Post image
Mandela ve Diyarbakır Cezaevi – Fikret İLKİZ

95 yaşında ölen Nelson Rolihlahla Mandela ırkçılığa karşı verdiği mücadele nedeniyle dünyada iz bırakan ve herkese örnek olan en ünlü mahkûmdu. Özgürlük mücadelesini kazandı. Belki de Kunu köylüsü Mandela olmasaydı Obama ABD’nin “ilk siyah başkanı” seçilemezdi. Obama, Mandela’nın oluşturduğu örnek olmadan kendi yaşamını hayal bile edemeyeceğini söyledi.

Güney Afrika Cumhuriyetinde “Madiba” olarak bilinen Mandela’nın 27 yıl kaldığı Robben Adası’ndaki cezaevi müzeye dönüştürülmüş ve tarihi bir miras olarak korunuyormuş…

Güney Afrika Cumhurbaşkanı Jacob Zuma, Mandela için halkına ilginç bir çağrıda bulunmuş: “Özgürlük ruhunu canlı tutan ve yeni bir toplum yolunda bize öncülük eden bu olağanüstü devrimcinin yaşamını kutlamak için, yas tutarken, aynı zamanda en yüksek sesimizle şarkı söylemeli, dans etmeli ve ne yapabiliyorsak yapmalıyız. Madiba için şarkı söylemeliyiz!” (Acar, Özgen. Cumhuriyet 10 Aralık 2013)

O zaman başka bir dilek ve belki de Madiba için bir şeyler yapmak adına akla gelen bir şey…

Diyarbakır’ın tam ortasındaki Diyarbakır Cezaevi müzeye dönüştürülsün.
—————
_Alıştırma 1:_
Kayıtlarda "reflection" kelimesinin geçtiği bütün satırları bul ve kopyala. Büyük ve küçük harf farkı önemli.
_Alıştırma 2:_
Mandela ve Diyarbakır Cezaevi üzerine olan yazıyı bittiği yerden devam ettir.

_Kaynak veriler:_
—————
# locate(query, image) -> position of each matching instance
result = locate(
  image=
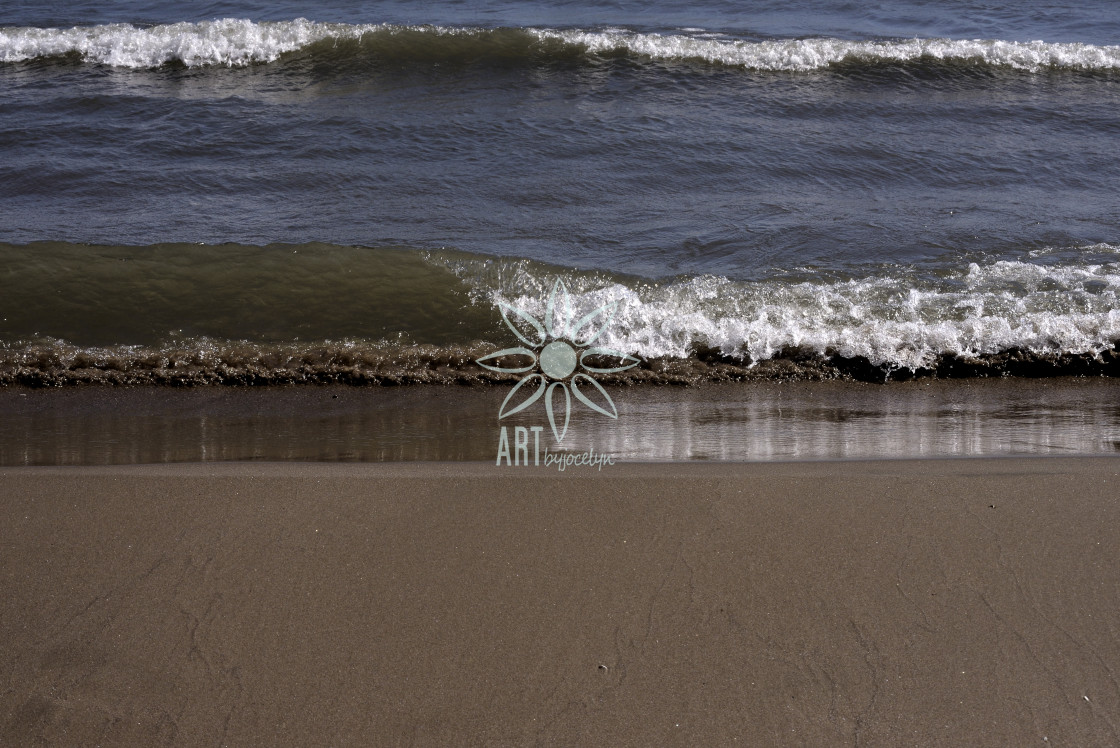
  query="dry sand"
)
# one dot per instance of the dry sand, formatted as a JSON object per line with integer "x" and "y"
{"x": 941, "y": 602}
—————
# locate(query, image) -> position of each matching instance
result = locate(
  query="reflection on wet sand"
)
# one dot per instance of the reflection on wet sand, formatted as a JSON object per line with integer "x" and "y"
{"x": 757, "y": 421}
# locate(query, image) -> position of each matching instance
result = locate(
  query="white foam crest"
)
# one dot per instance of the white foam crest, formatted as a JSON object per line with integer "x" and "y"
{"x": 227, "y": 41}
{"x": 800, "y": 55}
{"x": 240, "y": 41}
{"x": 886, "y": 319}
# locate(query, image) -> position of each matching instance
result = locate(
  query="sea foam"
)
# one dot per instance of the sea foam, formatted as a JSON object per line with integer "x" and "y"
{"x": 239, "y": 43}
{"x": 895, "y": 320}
—————
_Cevap 1:_
  query="reflection on wet sand"
# one dot per instance of the reflection on wet sand, formatted as a JSON object per line with integer "x" and "y"

_Cevap 2:_
Robben Adasındaki cezaevi nasıl müzeye dönüştürülüp korunmuşsa, Diyarbakır Cezaevi’de korunsun ve hem de geçmiş acı tarihimizin “mirası” olarak korunsun… Aslında isterseniz ağzına kadar insanla dolu cezaevi inşatlarının hız kazandığı günümüzde 12 Eylül 1980 sonrası yakın tarihimizin utancı olan bazı diğer cezaevleri de “koruma altına” alınsın. Ulucanlar cezaevi örneğinde olduğu gibi muhafaza edilsin… İçine insan konulmadan onarılarak utancımızın mirası olsunlar…

12 Eylül 1980’in en karanlık tarihi oluşturan Diyarbakır Cezaevi’nde olup bitenler işkencedir, yapılanlar insanlık dışı muameledir. İnsanlara uygulanan onur kırıcı davranışlarla bu cezaevinde insanlığa karşı suç işlenmiştir. Aksi düşünülemeyecek olan bu gerçekle Türkiye yüzleşmelidir. Türkiye geçmiş acıların yaşandığı bütün cezaevleri gerçeğinin tarihini ortaya çıkarıp gerçeklerle yüzleşmek için bir başlangıç ve bir yol bulmalıdır. Diyarbakır Cezaevi suç soruşturması tamamlanmalı ve suç failleri hakkında ceza davası açılarak geçmişle hesaplaşma yargı yoluyla gerçekleştirilmelidir.

Yargı yoluyla adaleti aramanın bir yerlerinde Diyarbakır Cezaevi’nin acı gerçeği duruyor.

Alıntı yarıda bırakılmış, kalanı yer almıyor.